* _Task_
Whenever the string "asphalt" turns up in a line below, that line should be copied.

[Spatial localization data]
-----

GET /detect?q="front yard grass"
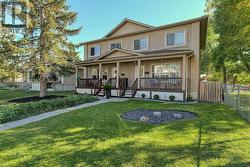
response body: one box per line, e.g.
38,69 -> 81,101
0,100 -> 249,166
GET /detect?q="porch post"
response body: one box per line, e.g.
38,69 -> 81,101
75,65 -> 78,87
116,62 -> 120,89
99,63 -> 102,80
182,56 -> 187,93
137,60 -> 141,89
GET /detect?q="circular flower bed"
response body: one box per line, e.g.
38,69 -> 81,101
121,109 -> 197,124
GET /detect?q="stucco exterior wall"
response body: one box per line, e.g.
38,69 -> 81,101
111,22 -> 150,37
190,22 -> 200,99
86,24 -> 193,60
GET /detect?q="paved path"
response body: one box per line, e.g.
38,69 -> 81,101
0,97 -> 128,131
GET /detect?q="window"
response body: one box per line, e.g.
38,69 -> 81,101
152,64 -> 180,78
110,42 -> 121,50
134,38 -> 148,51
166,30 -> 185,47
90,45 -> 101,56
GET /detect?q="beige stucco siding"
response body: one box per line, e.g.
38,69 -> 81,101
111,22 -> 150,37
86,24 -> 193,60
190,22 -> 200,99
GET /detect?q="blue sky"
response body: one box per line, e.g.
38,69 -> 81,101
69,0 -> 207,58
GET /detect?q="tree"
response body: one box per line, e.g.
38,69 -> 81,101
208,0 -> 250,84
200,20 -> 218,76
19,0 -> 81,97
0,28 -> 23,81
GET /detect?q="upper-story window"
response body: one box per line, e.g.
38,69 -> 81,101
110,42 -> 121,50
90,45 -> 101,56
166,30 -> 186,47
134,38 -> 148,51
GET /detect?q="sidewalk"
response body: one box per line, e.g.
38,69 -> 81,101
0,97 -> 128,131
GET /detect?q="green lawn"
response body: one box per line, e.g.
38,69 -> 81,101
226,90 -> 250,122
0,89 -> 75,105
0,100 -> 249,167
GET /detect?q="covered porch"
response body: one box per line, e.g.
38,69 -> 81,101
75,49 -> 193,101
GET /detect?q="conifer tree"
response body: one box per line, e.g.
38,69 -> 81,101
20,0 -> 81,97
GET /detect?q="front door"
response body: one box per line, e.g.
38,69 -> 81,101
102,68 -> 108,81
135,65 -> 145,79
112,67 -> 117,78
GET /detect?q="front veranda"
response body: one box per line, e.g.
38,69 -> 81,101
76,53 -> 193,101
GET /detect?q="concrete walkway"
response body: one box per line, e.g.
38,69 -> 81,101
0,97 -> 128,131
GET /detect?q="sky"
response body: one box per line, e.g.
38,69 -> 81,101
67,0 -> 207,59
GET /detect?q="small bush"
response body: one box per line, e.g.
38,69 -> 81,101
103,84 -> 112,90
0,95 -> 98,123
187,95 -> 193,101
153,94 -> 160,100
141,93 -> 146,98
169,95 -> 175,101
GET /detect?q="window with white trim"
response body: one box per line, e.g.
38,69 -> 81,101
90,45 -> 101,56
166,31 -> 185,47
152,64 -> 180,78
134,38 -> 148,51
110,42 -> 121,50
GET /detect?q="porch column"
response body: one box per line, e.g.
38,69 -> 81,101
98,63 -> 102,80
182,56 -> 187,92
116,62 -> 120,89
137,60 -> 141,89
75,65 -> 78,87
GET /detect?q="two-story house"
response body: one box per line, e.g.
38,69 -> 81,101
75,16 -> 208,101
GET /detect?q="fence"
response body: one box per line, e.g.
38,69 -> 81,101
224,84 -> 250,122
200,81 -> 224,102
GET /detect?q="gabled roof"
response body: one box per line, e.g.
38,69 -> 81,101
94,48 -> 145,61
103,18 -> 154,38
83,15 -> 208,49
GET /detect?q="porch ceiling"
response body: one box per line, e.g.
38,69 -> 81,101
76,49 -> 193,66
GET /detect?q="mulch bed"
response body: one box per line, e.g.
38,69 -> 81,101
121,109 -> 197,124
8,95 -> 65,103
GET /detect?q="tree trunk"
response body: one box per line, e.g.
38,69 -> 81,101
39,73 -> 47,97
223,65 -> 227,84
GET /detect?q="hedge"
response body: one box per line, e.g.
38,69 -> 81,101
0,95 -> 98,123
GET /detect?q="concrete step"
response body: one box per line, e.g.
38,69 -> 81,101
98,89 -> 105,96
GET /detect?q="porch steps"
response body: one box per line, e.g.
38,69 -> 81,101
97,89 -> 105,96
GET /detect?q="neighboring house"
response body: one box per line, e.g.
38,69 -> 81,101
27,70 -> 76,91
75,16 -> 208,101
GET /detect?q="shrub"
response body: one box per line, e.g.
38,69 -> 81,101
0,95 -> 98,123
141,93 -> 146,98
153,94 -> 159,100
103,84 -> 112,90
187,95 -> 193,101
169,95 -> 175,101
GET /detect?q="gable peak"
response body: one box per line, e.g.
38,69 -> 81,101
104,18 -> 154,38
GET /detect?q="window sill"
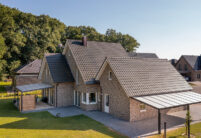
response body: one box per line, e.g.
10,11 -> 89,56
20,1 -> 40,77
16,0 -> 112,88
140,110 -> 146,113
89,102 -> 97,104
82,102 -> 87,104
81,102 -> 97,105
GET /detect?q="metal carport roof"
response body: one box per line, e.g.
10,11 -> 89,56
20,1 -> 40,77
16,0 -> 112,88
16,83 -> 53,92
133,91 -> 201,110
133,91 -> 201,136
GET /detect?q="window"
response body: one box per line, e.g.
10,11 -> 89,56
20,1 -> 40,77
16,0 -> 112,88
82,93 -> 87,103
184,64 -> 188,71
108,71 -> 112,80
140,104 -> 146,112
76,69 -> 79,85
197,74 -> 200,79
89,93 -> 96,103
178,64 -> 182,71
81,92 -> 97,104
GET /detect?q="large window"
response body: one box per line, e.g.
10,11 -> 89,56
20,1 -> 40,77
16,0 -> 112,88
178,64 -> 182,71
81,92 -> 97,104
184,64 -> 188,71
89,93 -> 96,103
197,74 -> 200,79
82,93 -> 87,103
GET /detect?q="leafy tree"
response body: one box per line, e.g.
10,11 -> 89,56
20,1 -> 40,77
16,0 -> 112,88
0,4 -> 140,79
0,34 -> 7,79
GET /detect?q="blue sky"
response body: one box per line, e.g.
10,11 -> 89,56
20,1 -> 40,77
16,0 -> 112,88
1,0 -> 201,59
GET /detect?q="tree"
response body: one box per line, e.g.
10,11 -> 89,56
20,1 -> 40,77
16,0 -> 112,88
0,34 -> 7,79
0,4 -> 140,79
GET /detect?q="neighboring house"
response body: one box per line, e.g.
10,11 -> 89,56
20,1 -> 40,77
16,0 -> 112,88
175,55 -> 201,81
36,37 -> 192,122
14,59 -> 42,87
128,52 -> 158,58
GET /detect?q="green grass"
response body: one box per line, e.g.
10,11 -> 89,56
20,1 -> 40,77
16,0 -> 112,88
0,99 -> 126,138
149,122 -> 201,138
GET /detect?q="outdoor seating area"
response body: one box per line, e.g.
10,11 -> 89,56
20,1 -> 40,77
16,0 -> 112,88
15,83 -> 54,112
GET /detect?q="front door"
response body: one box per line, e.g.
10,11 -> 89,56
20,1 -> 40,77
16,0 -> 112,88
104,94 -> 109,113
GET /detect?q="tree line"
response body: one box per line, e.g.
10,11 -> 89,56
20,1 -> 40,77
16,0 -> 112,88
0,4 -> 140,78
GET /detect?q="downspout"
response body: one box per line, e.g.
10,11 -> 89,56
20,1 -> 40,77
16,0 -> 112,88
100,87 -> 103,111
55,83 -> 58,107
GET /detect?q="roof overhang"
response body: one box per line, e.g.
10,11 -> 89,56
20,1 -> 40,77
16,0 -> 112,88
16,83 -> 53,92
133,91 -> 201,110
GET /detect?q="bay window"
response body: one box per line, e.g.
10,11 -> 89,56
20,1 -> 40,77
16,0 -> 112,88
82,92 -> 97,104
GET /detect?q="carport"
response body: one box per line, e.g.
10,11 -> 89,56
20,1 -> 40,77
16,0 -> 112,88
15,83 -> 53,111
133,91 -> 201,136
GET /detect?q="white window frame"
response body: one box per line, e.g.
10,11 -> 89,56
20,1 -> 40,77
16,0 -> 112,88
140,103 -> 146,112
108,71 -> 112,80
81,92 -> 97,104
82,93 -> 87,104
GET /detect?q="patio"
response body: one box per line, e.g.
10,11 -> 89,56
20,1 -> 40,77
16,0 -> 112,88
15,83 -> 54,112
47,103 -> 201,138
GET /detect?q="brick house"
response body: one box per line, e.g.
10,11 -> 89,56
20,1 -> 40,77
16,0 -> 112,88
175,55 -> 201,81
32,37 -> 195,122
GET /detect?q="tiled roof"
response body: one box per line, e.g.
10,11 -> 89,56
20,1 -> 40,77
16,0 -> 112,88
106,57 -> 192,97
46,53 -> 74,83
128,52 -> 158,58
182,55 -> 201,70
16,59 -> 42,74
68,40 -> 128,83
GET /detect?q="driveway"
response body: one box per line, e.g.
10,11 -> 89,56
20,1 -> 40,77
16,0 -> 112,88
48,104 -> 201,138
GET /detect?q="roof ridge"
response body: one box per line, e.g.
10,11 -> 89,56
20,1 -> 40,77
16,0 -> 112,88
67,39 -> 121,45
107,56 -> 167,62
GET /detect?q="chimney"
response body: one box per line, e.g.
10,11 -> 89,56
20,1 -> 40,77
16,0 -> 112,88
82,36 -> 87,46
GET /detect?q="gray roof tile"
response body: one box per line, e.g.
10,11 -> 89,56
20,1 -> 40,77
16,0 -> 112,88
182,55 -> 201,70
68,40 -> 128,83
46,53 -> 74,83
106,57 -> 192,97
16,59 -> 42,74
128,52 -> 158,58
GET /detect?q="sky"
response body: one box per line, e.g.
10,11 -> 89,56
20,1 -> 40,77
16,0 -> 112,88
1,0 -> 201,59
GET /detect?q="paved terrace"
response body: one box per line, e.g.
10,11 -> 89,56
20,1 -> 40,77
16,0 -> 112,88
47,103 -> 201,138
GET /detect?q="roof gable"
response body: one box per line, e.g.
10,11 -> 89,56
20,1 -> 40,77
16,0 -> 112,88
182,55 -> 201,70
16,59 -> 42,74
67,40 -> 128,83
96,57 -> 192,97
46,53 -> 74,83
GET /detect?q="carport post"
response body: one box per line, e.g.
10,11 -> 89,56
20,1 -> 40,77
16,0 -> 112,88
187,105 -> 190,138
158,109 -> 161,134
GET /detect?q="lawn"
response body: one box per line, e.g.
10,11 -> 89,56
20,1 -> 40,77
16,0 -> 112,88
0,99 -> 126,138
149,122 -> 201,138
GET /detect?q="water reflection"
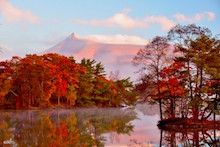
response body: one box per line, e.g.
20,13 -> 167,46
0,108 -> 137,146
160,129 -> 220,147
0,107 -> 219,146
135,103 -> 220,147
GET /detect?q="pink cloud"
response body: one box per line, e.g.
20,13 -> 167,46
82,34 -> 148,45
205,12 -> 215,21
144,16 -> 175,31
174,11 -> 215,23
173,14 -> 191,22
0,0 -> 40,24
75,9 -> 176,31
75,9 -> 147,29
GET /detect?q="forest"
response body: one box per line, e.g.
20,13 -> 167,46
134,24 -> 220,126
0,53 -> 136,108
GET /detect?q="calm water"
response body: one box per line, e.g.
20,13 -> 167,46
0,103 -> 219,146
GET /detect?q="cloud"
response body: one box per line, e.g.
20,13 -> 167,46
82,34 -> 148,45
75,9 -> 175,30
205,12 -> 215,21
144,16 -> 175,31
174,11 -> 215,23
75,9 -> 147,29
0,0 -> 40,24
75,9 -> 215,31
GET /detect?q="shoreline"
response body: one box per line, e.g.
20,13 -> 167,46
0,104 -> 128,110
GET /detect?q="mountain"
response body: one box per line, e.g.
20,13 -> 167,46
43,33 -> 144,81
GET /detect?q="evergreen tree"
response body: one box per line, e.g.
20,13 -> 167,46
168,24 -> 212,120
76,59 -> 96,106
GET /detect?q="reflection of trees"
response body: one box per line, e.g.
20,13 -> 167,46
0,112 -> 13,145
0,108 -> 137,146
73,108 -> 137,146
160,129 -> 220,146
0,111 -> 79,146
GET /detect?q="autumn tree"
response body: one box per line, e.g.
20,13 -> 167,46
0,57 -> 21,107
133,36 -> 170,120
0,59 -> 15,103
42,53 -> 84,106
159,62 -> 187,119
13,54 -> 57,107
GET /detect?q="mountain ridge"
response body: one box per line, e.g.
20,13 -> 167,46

-----

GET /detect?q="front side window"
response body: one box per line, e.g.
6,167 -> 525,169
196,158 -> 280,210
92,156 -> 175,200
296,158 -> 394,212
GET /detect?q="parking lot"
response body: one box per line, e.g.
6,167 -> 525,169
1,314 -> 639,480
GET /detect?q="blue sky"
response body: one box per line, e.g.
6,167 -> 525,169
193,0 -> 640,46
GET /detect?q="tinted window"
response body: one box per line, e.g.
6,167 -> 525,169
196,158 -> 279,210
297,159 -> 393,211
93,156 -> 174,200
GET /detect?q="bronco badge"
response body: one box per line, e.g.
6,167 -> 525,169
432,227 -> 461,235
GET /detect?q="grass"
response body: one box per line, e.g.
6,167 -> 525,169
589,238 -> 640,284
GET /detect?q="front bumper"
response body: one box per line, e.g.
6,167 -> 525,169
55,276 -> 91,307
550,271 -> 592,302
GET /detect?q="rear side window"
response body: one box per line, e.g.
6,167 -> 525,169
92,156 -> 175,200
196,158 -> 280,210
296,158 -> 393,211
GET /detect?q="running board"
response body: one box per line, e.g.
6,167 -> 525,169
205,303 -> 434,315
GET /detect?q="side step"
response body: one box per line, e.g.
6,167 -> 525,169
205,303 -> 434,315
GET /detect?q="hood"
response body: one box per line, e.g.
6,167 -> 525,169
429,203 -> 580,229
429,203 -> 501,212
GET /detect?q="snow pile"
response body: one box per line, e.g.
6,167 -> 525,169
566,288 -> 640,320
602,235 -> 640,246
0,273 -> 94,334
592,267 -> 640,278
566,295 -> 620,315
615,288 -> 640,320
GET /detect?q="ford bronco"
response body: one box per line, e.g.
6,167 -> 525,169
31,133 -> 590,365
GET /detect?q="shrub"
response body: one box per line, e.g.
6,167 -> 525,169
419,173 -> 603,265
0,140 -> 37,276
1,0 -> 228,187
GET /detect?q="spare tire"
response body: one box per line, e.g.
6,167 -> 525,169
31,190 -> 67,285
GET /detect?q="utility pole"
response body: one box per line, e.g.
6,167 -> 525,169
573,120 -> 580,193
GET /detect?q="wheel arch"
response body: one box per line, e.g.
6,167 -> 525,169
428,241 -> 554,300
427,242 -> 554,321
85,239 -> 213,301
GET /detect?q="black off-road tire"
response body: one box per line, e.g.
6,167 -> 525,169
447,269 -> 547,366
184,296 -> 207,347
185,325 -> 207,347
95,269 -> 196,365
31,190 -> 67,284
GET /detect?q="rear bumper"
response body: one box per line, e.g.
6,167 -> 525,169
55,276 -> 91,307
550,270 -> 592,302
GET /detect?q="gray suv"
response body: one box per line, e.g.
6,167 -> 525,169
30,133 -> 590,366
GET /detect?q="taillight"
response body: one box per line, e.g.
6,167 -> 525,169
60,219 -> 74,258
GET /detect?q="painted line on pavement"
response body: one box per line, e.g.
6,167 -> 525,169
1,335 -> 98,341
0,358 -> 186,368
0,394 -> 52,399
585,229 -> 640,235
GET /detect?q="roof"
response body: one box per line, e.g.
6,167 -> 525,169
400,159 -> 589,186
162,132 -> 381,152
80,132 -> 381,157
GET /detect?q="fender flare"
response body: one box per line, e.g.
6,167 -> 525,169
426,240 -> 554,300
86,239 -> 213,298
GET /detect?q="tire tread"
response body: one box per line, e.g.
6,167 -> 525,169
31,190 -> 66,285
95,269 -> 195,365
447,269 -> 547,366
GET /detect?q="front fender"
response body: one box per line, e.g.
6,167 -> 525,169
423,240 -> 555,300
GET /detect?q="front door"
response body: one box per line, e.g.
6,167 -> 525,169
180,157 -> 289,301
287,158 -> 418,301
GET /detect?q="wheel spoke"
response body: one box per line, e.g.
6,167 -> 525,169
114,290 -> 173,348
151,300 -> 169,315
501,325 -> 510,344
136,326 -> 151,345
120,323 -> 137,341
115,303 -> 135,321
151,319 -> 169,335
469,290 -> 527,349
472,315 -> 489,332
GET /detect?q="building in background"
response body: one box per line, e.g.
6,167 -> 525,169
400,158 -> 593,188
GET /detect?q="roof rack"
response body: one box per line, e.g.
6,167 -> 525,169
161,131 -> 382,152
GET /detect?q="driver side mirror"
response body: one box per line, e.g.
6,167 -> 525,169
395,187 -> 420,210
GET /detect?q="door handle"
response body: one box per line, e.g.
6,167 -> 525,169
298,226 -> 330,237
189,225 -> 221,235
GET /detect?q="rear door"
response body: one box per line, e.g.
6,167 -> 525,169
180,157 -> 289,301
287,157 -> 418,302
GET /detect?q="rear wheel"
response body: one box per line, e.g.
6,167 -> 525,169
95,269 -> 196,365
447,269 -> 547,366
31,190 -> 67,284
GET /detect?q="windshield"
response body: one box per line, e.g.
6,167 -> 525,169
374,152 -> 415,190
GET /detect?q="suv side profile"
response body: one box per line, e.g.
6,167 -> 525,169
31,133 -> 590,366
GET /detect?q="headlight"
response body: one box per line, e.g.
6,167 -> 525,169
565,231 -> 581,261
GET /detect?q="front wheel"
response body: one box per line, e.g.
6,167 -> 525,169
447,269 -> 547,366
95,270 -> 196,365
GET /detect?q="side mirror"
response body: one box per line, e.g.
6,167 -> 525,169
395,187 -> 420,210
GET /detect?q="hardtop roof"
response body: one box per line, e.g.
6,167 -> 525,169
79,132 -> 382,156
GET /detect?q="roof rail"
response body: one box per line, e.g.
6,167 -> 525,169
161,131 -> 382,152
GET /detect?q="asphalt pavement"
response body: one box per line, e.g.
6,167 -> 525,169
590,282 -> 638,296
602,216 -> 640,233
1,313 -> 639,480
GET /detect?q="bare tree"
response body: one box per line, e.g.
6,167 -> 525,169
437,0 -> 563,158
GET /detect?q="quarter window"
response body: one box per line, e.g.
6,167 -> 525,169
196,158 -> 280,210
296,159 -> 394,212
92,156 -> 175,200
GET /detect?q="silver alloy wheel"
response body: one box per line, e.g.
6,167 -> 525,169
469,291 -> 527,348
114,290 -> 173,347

-----

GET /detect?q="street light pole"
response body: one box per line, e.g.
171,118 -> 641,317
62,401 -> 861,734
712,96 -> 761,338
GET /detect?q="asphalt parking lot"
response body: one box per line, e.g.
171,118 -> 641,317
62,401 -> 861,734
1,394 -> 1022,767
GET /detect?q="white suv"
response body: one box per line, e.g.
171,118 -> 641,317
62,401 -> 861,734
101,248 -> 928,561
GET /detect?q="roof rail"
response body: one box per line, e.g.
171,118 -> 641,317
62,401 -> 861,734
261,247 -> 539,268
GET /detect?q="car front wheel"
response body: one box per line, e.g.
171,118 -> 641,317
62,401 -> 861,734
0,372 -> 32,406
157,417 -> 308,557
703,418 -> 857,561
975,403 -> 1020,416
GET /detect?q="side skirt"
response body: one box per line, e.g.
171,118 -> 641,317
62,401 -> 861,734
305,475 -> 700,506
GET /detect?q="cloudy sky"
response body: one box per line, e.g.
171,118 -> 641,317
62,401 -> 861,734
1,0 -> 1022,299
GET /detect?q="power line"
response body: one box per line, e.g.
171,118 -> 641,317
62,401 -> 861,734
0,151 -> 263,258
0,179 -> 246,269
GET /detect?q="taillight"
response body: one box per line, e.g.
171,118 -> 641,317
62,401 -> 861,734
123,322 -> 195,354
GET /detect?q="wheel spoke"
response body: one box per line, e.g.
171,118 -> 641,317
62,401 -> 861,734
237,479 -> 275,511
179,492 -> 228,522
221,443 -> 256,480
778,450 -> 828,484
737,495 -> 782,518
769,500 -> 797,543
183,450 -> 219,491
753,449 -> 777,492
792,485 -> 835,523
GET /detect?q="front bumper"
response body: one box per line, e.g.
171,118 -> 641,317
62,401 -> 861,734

-----

* _Exercise solution_
GET /detect?q="asphalt pavement"
GET /detect?q="asphalt parking lot"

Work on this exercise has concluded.